>>>
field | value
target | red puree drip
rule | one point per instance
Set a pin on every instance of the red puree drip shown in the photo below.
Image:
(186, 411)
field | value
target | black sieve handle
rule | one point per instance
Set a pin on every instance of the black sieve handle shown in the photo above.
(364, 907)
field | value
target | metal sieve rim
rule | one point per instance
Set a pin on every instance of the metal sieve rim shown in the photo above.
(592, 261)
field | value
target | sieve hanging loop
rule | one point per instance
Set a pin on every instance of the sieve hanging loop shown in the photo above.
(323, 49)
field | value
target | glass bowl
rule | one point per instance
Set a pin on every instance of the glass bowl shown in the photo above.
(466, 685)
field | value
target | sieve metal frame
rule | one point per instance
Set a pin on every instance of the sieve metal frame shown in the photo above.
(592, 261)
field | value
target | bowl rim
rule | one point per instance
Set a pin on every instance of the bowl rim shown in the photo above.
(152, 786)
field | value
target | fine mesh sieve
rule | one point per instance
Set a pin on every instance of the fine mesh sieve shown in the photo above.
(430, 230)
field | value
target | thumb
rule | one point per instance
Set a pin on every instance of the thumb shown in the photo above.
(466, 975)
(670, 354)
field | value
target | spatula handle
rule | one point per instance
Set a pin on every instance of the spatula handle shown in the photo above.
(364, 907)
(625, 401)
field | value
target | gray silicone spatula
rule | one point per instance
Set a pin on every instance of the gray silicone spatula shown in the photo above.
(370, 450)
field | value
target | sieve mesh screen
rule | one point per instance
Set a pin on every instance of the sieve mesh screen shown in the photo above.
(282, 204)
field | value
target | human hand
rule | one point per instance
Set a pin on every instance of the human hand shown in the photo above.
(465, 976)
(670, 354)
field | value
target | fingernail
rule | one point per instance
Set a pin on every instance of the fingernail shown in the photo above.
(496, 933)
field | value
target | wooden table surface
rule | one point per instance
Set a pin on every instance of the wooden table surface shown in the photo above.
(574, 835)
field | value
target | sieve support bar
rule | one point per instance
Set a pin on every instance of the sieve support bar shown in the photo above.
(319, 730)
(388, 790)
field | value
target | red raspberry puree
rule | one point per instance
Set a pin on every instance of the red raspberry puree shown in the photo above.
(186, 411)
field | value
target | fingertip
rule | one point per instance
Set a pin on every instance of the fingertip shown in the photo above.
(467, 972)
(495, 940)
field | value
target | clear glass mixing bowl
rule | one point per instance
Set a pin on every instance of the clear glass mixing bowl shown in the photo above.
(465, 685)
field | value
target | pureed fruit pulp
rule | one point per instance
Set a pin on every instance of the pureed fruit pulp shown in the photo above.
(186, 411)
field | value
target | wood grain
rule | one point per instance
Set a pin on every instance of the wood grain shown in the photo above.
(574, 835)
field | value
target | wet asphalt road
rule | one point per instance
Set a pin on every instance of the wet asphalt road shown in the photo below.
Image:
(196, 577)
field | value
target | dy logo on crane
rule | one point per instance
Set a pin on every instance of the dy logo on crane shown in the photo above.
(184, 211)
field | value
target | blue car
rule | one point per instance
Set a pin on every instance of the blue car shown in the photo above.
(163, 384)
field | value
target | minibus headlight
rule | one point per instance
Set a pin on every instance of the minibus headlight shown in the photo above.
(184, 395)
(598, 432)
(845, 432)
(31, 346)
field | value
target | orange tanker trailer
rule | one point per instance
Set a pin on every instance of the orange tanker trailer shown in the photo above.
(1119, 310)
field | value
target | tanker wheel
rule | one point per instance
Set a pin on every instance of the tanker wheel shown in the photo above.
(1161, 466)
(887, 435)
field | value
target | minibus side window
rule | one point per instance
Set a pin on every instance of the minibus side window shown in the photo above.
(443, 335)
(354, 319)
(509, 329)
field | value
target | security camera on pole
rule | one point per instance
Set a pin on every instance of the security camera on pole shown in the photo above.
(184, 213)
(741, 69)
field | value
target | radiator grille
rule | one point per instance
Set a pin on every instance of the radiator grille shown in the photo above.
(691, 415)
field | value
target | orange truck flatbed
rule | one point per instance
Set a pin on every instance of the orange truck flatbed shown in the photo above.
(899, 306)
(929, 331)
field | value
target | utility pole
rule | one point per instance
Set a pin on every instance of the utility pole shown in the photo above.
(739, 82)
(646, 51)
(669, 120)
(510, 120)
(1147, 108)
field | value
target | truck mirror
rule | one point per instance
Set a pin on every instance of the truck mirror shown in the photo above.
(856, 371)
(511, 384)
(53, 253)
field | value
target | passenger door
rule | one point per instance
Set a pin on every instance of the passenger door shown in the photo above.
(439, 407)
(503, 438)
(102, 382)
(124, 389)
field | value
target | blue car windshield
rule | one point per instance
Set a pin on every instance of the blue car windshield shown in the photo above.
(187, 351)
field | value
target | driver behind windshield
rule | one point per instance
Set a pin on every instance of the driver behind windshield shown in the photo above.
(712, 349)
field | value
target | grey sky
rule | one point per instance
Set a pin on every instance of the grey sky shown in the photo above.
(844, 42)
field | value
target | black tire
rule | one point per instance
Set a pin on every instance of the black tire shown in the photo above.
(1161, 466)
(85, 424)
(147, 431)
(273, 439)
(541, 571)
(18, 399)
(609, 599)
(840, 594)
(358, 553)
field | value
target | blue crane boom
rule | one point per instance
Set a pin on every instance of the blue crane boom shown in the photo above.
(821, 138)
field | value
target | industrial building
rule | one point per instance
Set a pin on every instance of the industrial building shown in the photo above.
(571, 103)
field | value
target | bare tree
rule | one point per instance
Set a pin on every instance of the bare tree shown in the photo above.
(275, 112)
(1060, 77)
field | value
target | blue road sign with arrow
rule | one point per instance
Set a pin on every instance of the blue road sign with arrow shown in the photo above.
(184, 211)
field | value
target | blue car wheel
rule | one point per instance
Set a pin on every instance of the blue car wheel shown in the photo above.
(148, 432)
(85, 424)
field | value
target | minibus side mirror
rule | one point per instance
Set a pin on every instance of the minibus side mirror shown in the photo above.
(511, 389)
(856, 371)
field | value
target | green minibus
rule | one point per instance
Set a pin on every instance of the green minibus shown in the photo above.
<<<
* _Given request_:
Return each entry from above without altering a single character.

* _Output of the exercise_:
field | value
target | red puree drip
rule | one point per instance
Set a pin on every instance of the red puree drip shown in the photo below.
Image:
(186, 411)
field | value
target | black sieve handle
rule | one point per instance
Set a pin on every instance of the black sieve handle shown in the photo above.
(364, 907)
field | value
target | metal sieve rim
rule | one point per instance
Set a pin on every instance of the metal sieve rim shown in the photo above.
(592, 261)
field | value
target | sieve hanging loop
rule | one point per instance
Set a pin on every instance of the sieve hanging loop shown in the photo above.
(323, 49)
field | value
target | glass bowl
rule | one point per instance
Set a pin on every instance of the glass bowl shown in the photo above.
(466, 685)
field | value
target | sieve metal frame
rule | one point per instance
Set a pin on every instance of the sieve metal frame shown in the photo above.
(592, 261)
field | value
target | bowl rim
rule | one point per instance
Set a pin on every instance of the bowl rim shown in the photo above.
(152, 786)
field | value
target | fine mesh sieve
rule | one point per instance
Set a pin on every instance of the fine mesh sieve shown in the photo above.
(430, 230)
field | value
target | thumb
rule | one point per instance
Set a pin on every instance of the thumb shown in the photo above.
(466, 975)
(670, 354)
field | value
target | spatula handle
rule | one point per instance
Set a pin on every instance of the spatula handle shown in the photo above.
(364, 907)
(625, 401)
field | value
target | gray silicone spatula
rule | one point per instance
Set a pin on every instance of the gray silicone spatula shown in the photo above.
(370, 450)
field | value
target | sieve mesh screen
rule | one point per instance
Set a pin on every instance of the sieve mesh screen shown in the photo above.
(282, 204)
field | value
target | human hand
rule | one point per instance
Set a pin on every instance of the human hand shown in the photo above.
(465, 976)
(670, 354)
field | value
target | fingernail
rule | one point per instance
Set a pin on every instance of the fingernail shown in the photo above.
(496, 933)
field | value
target | wooden table surface
rule | one point per instance
Set a pin on every instance of the wooden table surface shown in the photo above.
(574, 835)
field | value
target | sieve support bar
rule | one point per instance
Set a pin on every instance of the sieve support bar shown in the photo above.
(319, 730)
(388, 790)
field | value
target | red raspberry puree
rule | one point per instance
Set a pin on every instance of the red raspberry puree shown in the photo above.
(186, 411)
field | value
target | fingertip
rule | one point per instance
Set a pin on every instance of the fingertip shown in the photo above.
(467, 972)
(495, 940)
field | value
target | clear glass mixing bowl
rule | one point per instance
Set a pin on every instance of the clear glass mixing bowl shown in the photo above.
(465, 685)
field | value
target | pureed fruit pulp
rule | one point per instance
Set a pin on every instance of the pureed fruit pulp shown in the photo above.
(186, 411)
field | value
target | wood grain
rule | one point per instance
Set a pin on every instance of the wood grain shown in the photo above.
(574, 835)
field | value
target | wet asphalt road
rule | one point per instance
Set a pin on every instance of the wet asphalt road shown in the photo below.
Image:
(196, 577)
field | value
target | dy logo on crane
rule | one point per instance
Set a pin on every instance of the dy logo on crane shown in the photo above.
(184, 211)
field | value
target | blue car
rule | one point per instance
Set a pin on every instance of the blue car shown in the photo above.
(163, 384)
field | value
target | minibus headlight
rule | one point per instance
Set a pin on every instance of the minibus headlight shown in the photo above.
(184, 395)
(598, 432)
(845, 432)
(31, 346)
field | value
target | orange tanker trailer
rule | one point per instance
Set a pin on every instance of the orange tanker trailer shown in the photo above.
(1119, 310)
field | value
target | tanker wheel
rule | one point per instance
Set a pin on every instance of the tanker wheel shown in the photo above.
(1161, 466)
(887, 435)
field | value
target | minibus side window
rule | one point per instance
Set a pin on every instance of the minibus side window shown in the photo above.
(443, 335)
(354, 319)
(509, 329)
field | value
target | security camera on pole
rule | one point per instance
Set a pin on every instance of the security camera on pole shown in the photo above.
(184, 213)
(741, 69)
field | value
target | radiator grille
rule | one point per instance
Set a pin on every instance of the radiator grille shown in the photo above.
(691, 415)
field | value
target | orange truck flatbed
rule | one point per instance
Set a pin on every instance of the orange truck flatbed shown in the photo above.
(899, 306)
(929, 331)
field | value
target | utility pole
rule | one point per instance
Set a pin on every instance of the utility pole shown in the photo above.
(739, 82)
(646, 51)
(669, 120)
(510, 120)
(1147, 108)
field | value
target | truck mirror
rule | one point per instance
Set a pin on every instance of the truck mirror shown in the photo above.
(856, 371)
(511, 384)
(53, 253)
field | value
target | passenger door
rule | one point per instance
Set a pin on every instance of the passenger door shown in the photo above.
(439, 407)
(503, 438)
(102, 382)
(124, 389)
field | value
target | blue car windshield
rule | one point per instance
Set a pin on every instance of the blue car windshield shown in the photo above.
(187, 351)
field | value
target | driver behind windshield
rule | one point per instance
Set a pin on every instance of the driver behind windshield shown in the photo above.
(712, 349)
field | value
target | grey sky
rule | one point per instance
Set a pin on every instance of the grey sky shown in the photo above.
(844, 42)
field | value
target | black tire
rule | one point per instance
Set a pin on every instance of the black tire shown in the photo above.
(1161, 466)
(85, 424)
(147, 431)
(273, 439)
(541, 571)
(18, 399)
(609, 599)
(840, 594)
(358, 553)
field | value
target | blue crane boom
rule | one point per instance
Set a pin on every instance of the blue crane boom shown in the photo above.
(821, 138)
field | value
target | industrial building
rule | one point per instance
Set a pin on every instance of the industrial building shown in the photo above.
(571, 103)
field | value
target | bare tree
rule | one point per instance
Set a pin on every instance of the bare tree shown in the photo above.
(275, 112)
(1060, 77)
field | value
target | blue road sign with arrow
rule | one point per instance
Set a pin on every instance of the blue road sign with arrow shown in the photo above.
(184, 211)
field | value
target | blue car wheel
rule | one point per instance
Set a pin on every instance of the blue car wheel shown in the photo above.
(148, 432)
(85, 424)
field | value
target | minibus side mirror
rule | one point per instance
Set a pin on every instance of the minibus side mirror shown in the photo above.
(511, 389)
(856, 371)
field | value
target | green minibus
rule | one point per instance
Set a pin on every instance of the green minibus shown in the photo above.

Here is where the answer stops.